- [To be done] Update the listing by changing every occurrence of "bounding box" to "bounding rectangle" and leaving everything else as it is. Omit the pictures from your answer.

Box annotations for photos
________________
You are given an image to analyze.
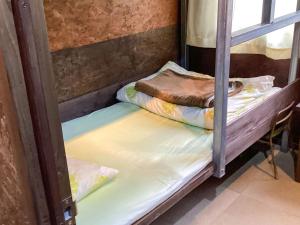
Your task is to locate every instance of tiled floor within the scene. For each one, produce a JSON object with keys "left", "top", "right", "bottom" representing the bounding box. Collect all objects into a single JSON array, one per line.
[{"left": 153, "top": 149, "right": 300, "bottom": 225}]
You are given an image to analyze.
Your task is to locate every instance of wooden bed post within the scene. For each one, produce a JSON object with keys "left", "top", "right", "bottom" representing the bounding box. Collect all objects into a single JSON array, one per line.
[
  {"left": 213, "top": 0, "right": 233, "bottom": 177},
  {"left": 180, "top": 0, "right": 189, "bottom": 69},
  {"left": 11, "top": 0, "right": 76, "bottom": 225},
  {"left": 0, "top": 1, "right": 51, "bottom": 225},
  {"left": 289, "top": 0, "right": 300, "bottom": 83}
]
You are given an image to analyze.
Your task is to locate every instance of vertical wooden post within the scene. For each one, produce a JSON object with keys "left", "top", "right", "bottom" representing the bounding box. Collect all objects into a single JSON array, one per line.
[
  {"left": 213, "top": 0, "right": 233, "bottom": 177},
  {"left": 180, "top": 0, "right": 189, "bottom": 69},
  {"left": 11, "top": 0, "right": 75, "bottom": 225},
  {"left": 289, "top": 0, "right": 300, "bottom": 83}
]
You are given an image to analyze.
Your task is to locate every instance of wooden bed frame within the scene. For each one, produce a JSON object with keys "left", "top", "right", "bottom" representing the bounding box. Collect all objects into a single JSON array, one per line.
[{"left": 0, "top": 0, "right": 300, "bottom": 225}]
________________
- [Result]
You are given an image to analyze.
Your task is to locate every instance of tiled floor within the scene. For each one, produce a JSON object with keys "left", "top", "right", "bottom" representing the bounding rectangle. Collect all objects into a single JSON array, one per line.
[{"left": 153, "top": 149, "right": 300, "bottom": 225}]
You are given an image to analyze.
Your task is to locate every instance of wooden bed post within the scene. For each one, produce a JSON object with keys "left", "top", "right", "bottom" representing the bounding rectangle. Collect all objects into a single JSON array, one per line.
[
  {"left": 213, "top": 0, "right": 233, "bottom": 177},
  {"left": 180, "top": 0, "right": 189, "bottom": 69},
  {"left": 11, "top": 0, "right": 76, "bottom": 225},
  {"left": 0, "top": 1, "right": 51, "bottom": 225},
  {"left": 289, "top": 0, "right": 300, "bottom": 83}
]
You are given an image to analyze.
Your task is to locate every instance of vertical wooden post within the scene. For each one, produce a JSON object with keys "left", "top", "right", "bottom" representing the bounding rectangle. Collect all objects into a single JSON array, one per line.
[
  {"left": 213, "top": 0, "right": 233, "bottom": 177},
  {"left": 180, "top": 0, "right": 189, "bottom": 69},
  {"left": 11, "top": 0, "right": 75, "bottom": 225},
  {"left": 289, "top": 0, "right": 300, "bottom": 83}
]
You are given an image to analyze.
Your task is to locate every instance of wooden bed frame within the scene. For each one, produce a JSON object with keys "left", "top", "right", "bottom" representing the bounding rectangle. Collect all objects into a single JSON array, one per line.
[{"left": 0, "top": 0, "right": 300, "bottom": 225}]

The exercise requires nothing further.